[Source records]
◇ ◇ ◇ ◇

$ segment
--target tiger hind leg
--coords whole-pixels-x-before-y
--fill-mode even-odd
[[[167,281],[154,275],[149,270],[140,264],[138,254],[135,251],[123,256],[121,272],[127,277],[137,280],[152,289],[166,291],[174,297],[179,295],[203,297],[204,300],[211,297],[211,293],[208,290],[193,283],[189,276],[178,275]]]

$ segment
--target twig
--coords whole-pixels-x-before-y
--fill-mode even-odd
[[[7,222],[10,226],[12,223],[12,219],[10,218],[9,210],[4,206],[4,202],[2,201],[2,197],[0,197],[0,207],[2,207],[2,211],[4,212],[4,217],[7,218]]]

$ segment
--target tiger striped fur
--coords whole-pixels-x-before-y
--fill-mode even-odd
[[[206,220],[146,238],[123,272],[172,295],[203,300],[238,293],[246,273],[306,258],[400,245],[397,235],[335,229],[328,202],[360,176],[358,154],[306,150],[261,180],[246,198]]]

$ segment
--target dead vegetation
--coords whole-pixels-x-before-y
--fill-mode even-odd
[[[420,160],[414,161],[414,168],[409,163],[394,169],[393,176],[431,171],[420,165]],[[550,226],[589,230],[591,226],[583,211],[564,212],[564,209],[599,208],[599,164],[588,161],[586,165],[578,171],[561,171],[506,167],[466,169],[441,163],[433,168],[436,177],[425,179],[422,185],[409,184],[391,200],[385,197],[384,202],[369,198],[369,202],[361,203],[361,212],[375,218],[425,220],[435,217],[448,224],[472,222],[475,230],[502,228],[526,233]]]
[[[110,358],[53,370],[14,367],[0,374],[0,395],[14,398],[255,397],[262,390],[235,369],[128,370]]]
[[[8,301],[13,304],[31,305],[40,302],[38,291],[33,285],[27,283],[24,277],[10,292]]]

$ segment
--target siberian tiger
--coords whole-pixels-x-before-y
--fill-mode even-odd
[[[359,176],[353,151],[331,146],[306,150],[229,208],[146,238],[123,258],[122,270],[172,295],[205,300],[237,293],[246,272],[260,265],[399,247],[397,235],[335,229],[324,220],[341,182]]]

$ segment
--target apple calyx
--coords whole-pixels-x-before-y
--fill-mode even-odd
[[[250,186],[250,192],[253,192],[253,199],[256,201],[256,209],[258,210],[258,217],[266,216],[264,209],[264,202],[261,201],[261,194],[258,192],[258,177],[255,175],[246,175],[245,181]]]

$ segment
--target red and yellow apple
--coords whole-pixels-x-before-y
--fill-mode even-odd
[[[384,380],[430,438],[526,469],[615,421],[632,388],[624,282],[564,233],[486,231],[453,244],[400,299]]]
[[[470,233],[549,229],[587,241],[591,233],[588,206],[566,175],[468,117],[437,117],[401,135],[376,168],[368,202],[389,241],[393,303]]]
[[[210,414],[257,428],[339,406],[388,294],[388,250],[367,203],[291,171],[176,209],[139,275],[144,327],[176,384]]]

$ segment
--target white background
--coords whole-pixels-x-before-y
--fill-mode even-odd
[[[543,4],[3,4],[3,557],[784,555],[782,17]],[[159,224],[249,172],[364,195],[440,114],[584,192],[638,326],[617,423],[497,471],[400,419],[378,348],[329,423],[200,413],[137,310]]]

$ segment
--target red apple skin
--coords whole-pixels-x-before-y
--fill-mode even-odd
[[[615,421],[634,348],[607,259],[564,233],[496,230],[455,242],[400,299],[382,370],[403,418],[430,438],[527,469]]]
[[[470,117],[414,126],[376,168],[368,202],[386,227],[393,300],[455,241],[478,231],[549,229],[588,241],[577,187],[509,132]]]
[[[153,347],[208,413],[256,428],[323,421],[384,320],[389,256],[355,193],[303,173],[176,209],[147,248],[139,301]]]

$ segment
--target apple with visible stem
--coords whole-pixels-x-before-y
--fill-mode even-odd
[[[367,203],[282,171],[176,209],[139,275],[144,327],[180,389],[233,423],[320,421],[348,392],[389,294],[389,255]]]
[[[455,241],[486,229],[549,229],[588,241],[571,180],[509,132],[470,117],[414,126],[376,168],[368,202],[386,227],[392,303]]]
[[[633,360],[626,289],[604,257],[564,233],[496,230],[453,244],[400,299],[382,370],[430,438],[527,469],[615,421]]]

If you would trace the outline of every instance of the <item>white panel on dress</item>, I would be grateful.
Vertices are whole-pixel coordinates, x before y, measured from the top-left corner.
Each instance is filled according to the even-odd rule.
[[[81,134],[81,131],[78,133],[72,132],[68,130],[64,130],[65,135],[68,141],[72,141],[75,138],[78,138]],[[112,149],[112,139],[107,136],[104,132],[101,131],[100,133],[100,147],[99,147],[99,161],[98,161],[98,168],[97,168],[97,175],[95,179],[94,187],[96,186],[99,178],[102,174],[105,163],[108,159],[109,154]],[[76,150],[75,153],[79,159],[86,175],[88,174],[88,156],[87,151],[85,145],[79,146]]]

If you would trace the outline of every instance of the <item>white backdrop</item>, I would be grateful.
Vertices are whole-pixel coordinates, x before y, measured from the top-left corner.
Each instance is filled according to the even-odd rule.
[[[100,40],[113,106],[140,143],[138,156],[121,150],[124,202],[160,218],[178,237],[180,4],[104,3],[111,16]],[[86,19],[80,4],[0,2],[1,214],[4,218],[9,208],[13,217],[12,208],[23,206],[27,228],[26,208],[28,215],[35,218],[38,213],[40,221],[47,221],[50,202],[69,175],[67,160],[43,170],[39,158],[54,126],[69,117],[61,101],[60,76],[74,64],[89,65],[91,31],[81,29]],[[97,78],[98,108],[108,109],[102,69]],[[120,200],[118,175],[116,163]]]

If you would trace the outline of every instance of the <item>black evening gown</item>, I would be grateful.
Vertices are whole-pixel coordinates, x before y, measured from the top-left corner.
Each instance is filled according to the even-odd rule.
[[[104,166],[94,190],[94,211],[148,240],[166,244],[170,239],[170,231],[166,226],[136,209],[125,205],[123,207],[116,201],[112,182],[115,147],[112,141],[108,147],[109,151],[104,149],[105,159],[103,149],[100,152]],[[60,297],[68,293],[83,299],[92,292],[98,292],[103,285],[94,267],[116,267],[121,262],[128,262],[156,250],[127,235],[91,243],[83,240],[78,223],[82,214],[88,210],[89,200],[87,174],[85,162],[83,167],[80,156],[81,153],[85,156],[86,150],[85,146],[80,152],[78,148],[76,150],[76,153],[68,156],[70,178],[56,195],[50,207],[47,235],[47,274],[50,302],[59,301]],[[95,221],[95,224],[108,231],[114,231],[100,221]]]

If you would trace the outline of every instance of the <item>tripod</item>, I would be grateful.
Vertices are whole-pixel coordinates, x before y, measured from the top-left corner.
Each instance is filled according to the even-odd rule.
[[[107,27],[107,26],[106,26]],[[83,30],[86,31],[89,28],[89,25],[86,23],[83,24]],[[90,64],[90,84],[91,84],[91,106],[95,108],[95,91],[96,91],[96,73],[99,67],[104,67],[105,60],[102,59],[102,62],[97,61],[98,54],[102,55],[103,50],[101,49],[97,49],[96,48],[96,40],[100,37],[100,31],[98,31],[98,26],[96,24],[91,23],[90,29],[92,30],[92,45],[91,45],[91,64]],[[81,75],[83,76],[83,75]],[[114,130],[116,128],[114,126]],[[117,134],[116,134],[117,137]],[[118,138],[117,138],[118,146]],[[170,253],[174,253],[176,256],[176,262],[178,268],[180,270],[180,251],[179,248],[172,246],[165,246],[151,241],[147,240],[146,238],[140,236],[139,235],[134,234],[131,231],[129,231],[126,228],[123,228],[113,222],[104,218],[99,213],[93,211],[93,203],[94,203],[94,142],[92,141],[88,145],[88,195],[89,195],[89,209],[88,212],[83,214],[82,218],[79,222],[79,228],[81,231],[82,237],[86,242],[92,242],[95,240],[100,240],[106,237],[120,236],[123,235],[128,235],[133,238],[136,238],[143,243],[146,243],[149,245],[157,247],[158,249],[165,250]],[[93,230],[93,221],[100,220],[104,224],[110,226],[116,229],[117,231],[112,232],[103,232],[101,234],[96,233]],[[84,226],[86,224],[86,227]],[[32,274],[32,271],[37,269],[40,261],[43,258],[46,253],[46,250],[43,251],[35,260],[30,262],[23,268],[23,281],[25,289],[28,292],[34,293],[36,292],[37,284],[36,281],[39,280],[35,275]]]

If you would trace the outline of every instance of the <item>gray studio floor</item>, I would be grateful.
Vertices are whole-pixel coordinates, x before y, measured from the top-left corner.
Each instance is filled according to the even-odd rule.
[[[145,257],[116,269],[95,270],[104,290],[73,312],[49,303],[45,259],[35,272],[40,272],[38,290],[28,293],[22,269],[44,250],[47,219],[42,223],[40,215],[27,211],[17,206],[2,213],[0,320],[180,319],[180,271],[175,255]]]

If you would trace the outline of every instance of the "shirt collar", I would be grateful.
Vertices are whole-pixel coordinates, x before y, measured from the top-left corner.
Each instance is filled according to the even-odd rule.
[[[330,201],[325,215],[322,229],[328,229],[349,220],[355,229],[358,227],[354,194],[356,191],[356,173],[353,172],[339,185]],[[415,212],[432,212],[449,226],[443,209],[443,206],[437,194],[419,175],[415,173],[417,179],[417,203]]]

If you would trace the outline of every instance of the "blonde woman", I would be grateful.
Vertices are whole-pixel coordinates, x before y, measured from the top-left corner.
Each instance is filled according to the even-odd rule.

◇ ◇ ◇ ◇

Task directions: Show every line above that contains the word "white", copying each one in full.

Solution below:
--target white background
If you would trace the outline of every instance of the <item>white panel on dress</item>, I would be grateful.
If you would trace the outline of every instance of the <item>white backdrop</item>, I would be grateful.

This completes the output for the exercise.